# Written exercise
Please put every line of the entries below into a Markdown table with two columns, Row and Line. Number each row and leave out blank lines.

----------------------------------------

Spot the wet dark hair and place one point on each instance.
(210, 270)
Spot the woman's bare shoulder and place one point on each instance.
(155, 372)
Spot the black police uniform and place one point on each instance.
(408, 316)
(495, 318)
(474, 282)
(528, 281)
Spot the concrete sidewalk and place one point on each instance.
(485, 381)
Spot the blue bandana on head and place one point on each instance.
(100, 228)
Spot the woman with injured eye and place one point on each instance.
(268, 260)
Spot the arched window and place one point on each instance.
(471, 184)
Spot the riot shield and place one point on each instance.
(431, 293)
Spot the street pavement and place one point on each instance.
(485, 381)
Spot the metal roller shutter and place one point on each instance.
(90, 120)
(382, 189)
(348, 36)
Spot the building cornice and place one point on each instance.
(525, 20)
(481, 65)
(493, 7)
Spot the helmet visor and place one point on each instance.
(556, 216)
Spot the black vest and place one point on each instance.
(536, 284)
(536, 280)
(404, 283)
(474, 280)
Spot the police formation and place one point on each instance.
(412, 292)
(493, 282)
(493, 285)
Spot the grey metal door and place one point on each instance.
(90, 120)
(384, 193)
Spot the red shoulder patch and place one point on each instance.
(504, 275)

----------------------------------------

# Expected answer
| Row | Line |
|---|---|
| 1 | Spot the wet dark hair and place one point on each instance. |
| 2 | (210, 270) |
| 3 | Spot the woman's bare shoulder and place one point on each instance. |
| 4 | (155, 372) |
| 5 | Spot the black police uniform and place one point on each instance. |
| 6 | (408, 316) |
| 7 | (495, 318) |
| 8 | (474, 282) |
| 9 | (528, 281) |
| 10 | Spot the concrete sidewalk and place one point on each instance. |
| 11 | (485, 381) |
| 12 | Spot the blue bandana on head and place one point on each instance. |
| 13 | (100, 228) |
| 14 | Spot the woman with injured eye and place one point on each instance. |
| 15 | (268, 260) |
| 16 | Spot the arched window and place one point on each instance. |
| 17 | (471, 184) |
| 18 | Spot the riot shield and place one point on each instance. |
| 19 | (431, 293) |
| 20 | Spot the street pavement and place one point on each instance. |
| 21 | (485, 381) |
| 22 | Spot the metal roller shutter and place one point on each instance. |
| 23 | (90, 120) |
| 24 | (382, 189) |
| 25 | (348, 36) |
| 26 | Spot the building cornice and place one point on each instance. |
| 27 | (525, 20) |
| 28 | (481, 65) |
| 29 | (493, 7) |
| 30 | Spot the helmet visor and place one point on each instance. |
| 31 | (556, 216) |
| 32 | Spot the black vest and place one point on each instance. |
| 33 | (536, 284) |
| 34 | (536, 280) |
| 35 | (404, 283) |
| 36 | (474, 280) |
| 37 | Spot the police formation and place one point on each instance. |
| 38 | (412, 292) |
| 39 | (493, 282) |
| 40 | (493, 285) |
| 41 | Spot the grey metal door and place one point on each instance. |
| 42 | (90, 120) |
| 43 | (384, 193) |
| 44 | Spot the red shoulder patch and place one point on each instance. |
| 45 | (504, 275) |